» The data
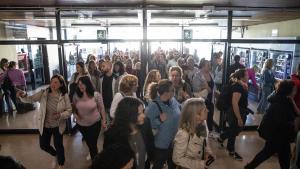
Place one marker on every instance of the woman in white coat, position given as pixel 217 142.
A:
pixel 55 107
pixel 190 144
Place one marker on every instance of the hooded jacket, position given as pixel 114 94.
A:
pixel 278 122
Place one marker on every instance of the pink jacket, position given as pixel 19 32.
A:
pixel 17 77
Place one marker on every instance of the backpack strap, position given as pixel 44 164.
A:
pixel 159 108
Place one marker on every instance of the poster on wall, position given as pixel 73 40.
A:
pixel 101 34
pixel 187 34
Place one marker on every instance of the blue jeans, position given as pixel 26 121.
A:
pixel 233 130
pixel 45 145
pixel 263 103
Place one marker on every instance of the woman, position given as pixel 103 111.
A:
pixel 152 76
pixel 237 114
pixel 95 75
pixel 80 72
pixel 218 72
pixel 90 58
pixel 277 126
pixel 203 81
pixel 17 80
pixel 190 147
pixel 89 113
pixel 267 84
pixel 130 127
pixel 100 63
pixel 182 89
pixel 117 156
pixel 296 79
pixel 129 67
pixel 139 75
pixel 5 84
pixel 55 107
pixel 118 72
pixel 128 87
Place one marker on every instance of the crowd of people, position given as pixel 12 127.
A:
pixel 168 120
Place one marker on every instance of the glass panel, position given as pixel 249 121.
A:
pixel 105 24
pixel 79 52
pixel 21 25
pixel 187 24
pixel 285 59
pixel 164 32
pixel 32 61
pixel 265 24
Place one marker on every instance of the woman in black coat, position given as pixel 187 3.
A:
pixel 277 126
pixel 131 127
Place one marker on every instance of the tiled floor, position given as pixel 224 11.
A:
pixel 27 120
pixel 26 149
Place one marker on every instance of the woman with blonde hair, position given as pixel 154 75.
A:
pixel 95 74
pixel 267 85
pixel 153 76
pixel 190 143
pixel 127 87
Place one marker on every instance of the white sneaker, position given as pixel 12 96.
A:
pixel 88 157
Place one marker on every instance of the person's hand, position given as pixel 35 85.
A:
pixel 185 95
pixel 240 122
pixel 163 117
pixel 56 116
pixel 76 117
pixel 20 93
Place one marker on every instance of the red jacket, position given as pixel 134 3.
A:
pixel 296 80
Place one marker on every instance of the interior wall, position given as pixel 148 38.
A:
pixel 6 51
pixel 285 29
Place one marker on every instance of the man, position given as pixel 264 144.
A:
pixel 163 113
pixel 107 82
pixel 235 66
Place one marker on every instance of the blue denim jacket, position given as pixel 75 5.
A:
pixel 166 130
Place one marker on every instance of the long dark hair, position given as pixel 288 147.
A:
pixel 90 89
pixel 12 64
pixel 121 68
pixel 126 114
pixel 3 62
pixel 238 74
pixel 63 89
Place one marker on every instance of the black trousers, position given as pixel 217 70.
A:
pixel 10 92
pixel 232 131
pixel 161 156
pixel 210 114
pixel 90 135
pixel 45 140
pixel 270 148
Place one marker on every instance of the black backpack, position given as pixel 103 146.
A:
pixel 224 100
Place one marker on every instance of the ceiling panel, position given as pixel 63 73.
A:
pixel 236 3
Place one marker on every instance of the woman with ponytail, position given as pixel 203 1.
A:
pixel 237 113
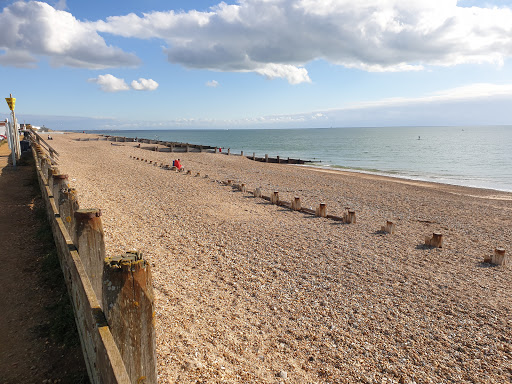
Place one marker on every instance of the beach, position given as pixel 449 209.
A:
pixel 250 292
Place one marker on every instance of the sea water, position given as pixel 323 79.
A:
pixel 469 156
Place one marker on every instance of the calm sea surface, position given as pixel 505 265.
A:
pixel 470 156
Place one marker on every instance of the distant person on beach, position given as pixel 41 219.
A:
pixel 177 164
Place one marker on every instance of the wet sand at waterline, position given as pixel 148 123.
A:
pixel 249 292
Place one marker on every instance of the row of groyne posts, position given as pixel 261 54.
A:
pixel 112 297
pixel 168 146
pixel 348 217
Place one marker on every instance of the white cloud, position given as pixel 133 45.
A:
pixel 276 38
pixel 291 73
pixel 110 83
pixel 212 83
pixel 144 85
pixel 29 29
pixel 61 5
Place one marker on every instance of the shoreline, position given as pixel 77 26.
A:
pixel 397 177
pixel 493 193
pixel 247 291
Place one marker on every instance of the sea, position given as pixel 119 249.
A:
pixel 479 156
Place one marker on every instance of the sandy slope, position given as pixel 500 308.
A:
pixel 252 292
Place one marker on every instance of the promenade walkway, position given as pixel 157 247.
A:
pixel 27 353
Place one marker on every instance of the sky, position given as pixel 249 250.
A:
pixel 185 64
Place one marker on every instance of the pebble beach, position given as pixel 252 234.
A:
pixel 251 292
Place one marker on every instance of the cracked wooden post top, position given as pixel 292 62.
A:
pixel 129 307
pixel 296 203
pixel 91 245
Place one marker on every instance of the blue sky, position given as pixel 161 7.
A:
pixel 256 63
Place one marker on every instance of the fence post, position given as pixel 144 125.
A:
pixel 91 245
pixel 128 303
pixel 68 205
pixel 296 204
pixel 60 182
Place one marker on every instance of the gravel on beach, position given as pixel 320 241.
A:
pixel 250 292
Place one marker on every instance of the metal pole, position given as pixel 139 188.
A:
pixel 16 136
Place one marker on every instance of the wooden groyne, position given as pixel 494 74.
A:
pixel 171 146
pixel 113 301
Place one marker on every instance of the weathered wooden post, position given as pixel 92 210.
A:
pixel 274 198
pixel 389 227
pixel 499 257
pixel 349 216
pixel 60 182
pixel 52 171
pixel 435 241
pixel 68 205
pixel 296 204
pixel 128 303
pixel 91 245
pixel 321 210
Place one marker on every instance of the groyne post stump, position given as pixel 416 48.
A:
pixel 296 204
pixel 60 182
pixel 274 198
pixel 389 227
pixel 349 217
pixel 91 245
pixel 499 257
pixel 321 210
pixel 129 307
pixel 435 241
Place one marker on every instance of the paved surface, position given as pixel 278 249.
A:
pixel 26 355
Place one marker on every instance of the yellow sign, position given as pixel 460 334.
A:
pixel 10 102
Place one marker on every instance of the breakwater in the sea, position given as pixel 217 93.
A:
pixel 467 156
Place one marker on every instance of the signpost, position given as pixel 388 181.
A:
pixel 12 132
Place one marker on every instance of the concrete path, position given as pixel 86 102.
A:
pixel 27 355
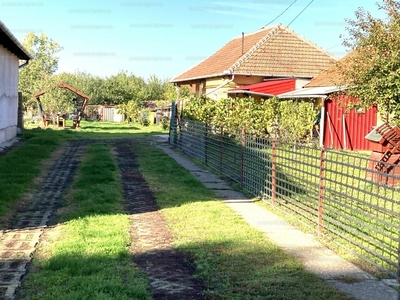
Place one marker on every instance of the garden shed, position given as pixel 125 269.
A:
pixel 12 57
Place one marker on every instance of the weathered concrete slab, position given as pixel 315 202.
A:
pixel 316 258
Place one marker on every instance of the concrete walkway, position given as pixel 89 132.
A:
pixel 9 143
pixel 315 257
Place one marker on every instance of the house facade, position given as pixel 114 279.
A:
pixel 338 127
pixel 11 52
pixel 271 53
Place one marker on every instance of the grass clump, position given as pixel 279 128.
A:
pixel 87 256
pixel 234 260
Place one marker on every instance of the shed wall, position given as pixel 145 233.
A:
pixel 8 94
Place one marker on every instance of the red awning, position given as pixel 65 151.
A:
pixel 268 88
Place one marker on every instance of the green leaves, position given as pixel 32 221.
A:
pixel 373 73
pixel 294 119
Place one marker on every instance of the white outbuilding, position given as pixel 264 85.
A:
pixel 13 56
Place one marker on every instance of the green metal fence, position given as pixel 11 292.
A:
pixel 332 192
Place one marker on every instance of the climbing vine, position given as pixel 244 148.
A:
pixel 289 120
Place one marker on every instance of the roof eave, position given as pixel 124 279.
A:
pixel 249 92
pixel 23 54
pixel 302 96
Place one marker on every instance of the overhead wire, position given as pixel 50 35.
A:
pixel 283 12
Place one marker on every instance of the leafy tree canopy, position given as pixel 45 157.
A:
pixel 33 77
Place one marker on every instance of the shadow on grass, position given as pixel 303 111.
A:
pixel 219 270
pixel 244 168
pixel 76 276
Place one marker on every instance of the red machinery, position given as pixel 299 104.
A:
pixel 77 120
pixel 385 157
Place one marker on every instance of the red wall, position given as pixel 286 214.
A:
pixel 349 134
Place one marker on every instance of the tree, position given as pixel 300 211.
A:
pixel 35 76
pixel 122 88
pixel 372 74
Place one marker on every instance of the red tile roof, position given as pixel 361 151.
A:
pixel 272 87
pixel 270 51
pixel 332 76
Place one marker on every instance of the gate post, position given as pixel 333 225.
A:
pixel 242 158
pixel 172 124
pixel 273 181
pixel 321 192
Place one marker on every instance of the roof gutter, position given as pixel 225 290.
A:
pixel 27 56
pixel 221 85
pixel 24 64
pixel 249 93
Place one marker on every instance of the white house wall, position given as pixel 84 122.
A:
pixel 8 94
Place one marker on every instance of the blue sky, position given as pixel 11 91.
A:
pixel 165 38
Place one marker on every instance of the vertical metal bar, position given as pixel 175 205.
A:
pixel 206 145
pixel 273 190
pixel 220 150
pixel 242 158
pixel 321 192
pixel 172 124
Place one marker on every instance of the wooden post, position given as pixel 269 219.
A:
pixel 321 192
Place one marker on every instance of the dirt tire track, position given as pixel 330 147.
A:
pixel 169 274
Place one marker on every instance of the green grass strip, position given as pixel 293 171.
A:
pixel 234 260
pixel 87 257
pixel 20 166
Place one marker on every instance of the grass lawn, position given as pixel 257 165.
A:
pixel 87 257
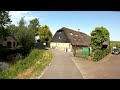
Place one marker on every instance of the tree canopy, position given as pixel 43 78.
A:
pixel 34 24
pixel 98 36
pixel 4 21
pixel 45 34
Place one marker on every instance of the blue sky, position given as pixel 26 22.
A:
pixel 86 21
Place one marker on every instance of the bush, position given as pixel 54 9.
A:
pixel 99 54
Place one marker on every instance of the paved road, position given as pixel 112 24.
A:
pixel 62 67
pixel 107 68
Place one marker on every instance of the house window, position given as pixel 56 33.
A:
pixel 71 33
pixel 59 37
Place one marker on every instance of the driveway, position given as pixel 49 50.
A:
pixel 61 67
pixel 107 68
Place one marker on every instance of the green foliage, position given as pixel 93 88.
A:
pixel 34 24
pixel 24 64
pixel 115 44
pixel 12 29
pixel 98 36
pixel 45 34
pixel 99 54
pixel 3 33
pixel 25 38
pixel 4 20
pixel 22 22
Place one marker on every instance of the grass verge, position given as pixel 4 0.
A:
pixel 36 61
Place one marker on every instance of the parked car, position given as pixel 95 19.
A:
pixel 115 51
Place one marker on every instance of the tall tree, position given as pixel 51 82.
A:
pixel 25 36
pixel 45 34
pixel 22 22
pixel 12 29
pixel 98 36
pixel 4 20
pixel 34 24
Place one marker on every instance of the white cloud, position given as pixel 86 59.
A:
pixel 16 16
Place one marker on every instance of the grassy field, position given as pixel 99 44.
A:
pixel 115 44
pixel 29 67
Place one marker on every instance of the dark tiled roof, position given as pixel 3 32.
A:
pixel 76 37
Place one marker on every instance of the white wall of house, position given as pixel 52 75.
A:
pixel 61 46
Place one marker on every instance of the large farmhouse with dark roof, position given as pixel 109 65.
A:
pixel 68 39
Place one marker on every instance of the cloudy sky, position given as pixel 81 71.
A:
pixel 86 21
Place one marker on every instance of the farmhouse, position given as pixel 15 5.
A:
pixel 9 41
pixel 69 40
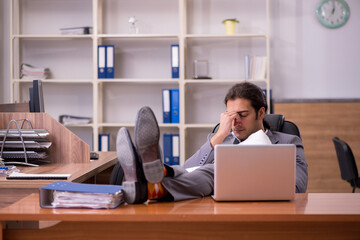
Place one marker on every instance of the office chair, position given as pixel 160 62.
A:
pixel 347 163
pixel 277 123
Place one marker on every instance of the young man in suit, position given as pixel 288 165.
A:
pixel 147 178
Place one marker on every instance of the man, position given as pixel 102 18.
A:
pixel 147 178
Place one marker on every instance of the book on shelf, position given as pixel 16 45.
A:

» Required work
Copy every line of the listing that contains the word "dark".

» Solution for this exercise
Place one marker on every instance of the long dark hair, position given as pixel 288 147.
Place one marker on every instance of the dark tiled roof, position given as pixel 3 32.
Place one marker on every instance of the large farmhouse with dark roof, position given as pixel 109 65.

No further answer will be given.